◆ THE PROBLEM: Rewrite the data below, replacing "integer pixel coordinates" with "whole-number pixel coordinates" everywhere it occurs and changing nothing else. Leave the pictures out of your output.

"""

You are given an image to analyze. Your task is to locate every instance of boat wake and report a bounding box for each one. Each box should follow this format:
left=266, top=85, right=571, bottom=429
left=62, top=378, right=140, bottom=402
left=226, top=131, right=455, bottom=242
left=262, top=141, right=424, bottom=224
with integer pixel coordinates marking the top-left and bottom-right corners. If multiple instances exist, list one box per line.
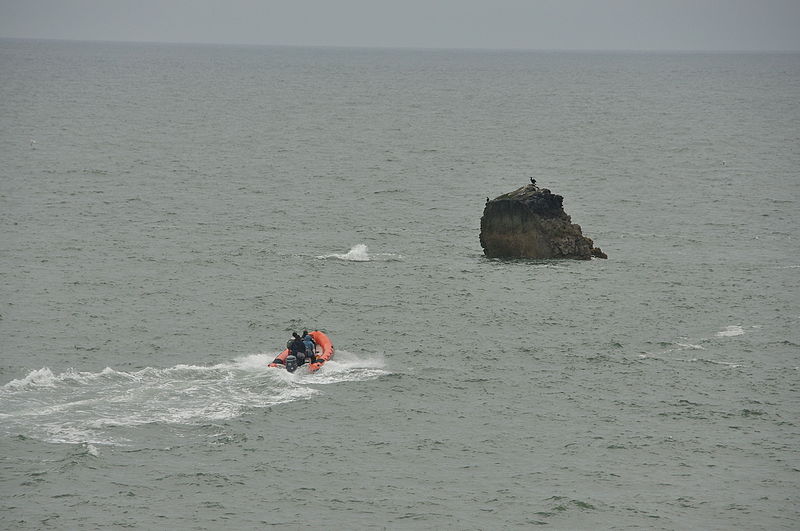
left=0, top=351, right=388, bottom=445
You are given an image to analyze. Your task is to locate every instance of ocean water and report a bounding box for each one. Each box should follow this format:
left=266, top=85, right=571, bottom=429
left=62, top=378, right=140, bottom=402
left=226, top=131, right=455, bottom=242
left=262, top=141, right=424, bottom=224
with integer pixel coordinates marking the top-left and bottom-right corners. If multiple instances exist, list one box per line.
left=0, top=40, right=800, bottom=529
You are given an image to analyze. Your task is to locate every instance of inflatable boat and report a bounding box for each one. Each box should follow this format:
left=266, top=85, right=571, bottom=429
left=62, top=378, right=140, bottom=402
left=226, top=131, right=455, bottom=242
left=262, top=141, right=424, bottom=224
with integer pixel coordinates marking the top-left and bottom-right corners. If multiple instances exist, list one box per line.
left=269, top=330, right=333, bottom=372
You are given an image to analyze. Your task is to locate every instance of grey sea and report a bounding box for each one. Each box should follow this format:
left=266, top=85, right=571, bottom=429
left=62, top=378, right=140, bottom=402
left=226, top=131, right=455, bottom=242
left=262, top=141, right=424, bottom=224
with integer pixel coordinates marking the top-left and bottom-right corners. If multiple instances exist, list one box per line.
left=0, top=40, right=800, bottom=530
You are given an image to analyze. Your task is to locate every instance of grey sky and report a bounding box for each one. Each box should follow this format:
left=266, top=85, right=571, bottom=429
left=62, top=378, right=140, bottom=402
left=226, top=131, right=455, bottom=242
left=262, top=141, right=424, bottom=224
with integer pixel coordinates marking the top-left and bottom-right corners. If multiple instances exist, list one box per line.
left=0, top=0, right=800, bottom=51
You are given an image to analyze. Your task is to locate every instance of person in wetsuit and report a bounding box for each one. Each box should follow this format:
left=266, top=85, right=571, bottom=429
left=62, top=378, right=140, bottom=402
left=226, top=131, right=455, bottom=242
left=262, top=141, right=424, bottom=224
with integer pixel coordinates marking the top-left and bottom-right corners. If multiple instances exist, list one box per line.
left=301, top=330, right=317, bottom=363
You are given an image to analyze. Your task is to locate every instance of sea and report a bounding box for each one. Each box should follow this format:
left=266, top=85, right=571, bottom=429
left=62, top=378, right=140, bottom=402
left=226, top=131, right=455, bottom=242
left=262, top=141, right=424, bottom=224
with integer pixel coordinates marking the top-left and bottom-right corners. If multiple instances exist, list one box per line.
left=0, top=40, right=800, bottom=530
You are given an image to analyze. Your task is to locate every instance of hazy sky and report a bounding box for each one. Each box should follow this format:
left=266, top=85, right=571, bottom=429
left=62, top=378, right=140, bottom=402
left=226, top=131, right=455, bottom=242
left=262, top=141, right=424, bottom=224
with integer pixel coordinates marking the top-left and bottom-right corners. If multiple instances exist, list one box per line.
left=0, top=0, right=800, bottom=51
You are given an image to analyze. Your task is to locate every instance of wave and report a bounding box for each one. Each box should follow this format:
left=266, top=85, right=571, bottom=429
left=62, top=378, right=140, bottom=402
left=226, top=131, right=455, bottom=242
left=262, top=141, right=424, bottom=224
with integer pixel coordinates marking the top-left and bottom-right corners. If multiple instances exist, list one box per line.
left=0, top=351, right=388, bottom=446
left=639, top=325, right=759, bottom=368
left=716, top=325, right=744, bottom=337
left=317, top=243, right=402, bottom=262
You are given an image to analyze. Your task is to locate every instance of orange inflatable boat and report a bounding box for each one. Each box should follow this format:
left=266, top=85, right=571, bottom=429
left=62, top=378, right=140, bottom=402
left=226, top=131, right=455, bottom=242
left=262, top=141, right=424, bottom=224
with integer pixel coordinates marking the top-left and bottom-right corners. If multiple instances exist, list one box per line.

"""

◆ RESULT OF THE EXERCISE:
You are given an image to analyze. Your task is to locate every instance of boat wake and report a bounding box for each one. Each box should follow this format:
left=266, top=85, right=571, bottom=429
left=62, top=378, right=140, bottom=402
left=226, top=131, right=455, bottom=242
left=262, top=141, right=424, bottom=224
with whole-number pixel coordinates marking the top-left and bottom-right corners. If multiple instances exist, list one box per line.
left=0, top=351, right=388, bottom=445
You are given an image to analyze. Your task is to locate every instance of ocean water and report a bounding box for each one. Each box should follow this format:
left=266, top=85, right=571, bottom=429
left=62, top=378, right=140, bottom=402
left=226, top=131, right=455, bottom=242
left=262, top=141, right=424, bottom=224
with whole-number pixel coordinates marking the top-left and bottom-right corners. If multiple instances exist, list one box per line.
left=0, top=40, right=800, bottom=529
You are given an image to analyze. Your task is to locate every instance of inflatable boat and report a bounding box for each one. Each box should follow this format:
left=266, top=85, right=571, bottom=429
left=62, top=378, right=140, bottom=402
left=226, top=131, right=455, bottom=242
left=262, top=141, right=424, bottom=224
with whole-number pixel coordinates marking the top-left and bottom-right corners. If multiple instances exist, list one box per line.
left=269, top=330, right=333, bottom=372
You are given an image to analyze. Your task is to locate every instance of grey sea and report a bounding box for each one. Each box should follow this format:
left=266, top=85, right=571, bottom=429
left=62, top=378, right=140, bottom=402
left=226, top=131, right=455, bottom=242
left=262, top=141, right=424, bottom=224
with whole-number pixel coordinates marking the top-left and bottom-right corners. If multiple instances exist, list one box per line.
left=0, top=40, right=800, bottom=530
You are given an image to analyze. Your task is to locate every instance of grey sky and report a bounding box for each one. Each box should follow this format:
left=266, top=85, right=571, bottom=429
left=62, top=378, right=140, bottom=402
left=226, top=131, right=455, bottom=242
left=262, top=141, right=424, bottom=224
with whole-number pixel coordinates marking the top-left and bottom-right corners. If multiple instances exist, list one box per line.
left=0, top=0, right=800, bottom=51
You are given an image to analyze. Your task is to locate every instance of person in wetsuit and report a bounding box for each one. Each box should follow this format:
left=266, top=85, right=571, bottom=429
left=62, top=378, right=140, bottom=402
left=226, top=131, right=455, bottom=242
left=262, top=141, right=424, bottom=224
with whole-number pixel coordinates marking the top-left and bottom-right corners. If multiple instances exist, list one box per line.
left=301, top=330, right=317, bottom=363
You are given an image to analyze. Your task is to locate every instance of sea and report a bounding box for each one. Each box should follow this format:
left=266, top=85, right=571, bottom=429
left=62, top=378, right=140, bottom=402
left=226, top=131, right=455, bottom=242
left=262, top=141, right=424, bottom=224
with whole-number pixel coordinates marking the top-left and bottom-right corners. If multiple instances exist, list one box per line.
left=0, top=40, right=800, bottom=530
You are given an image to analyze. Your task is to locate every instance of hazy sky and report a bounding box for each one. Each box should follow this format:
left=266, top=85, right=571, bottom=429
left=62, top=378, right=140, bottom=402
left=226, top=131, right=455, bottom=242
left=262, top=141, right=424, bottom=224
with whole-number pixel coordinates marking the top-left and bottom-right corners. If multiple instances exist, list one box per line.
left=0, top=0, right=800, bottom=51
You are given an image to analyze. Your task is to locate every instance of wave and report a bounding box for each one. Each box should follow this format:
left=266, top=85, right=571, bottom=429
left=62, top=378, right=140, bottom=402
left=226, top=131, right=455, bottom=242
left=262, top=141, right=424, bottom=224
with whole-number pixel coordinates marking the top-left and bottom-right corners. If multiple instances exist, list one box per line.
left=0, top=351, right=388, bottom=446
left=639, top=325, right=759, bottom=368
left=716, top=325, right=744, bottom=337
left=317, top=243, right=402, bottom=262
You are given an image to analyze. Your task is to locate every instance of orange inflatable boat and report a bounding box for each one. Each box should follow this format:
left=266, top=85, right=571, bottom=429
left=62, top=378, right=140, bottom=402
left=226, top=131, right=455, bottom=242
left=262, top=141, right=424, bottom=224
with whole-number pixel coordinates marking the top-left and bottom-right corners. If multiple instances exist, list one box per line.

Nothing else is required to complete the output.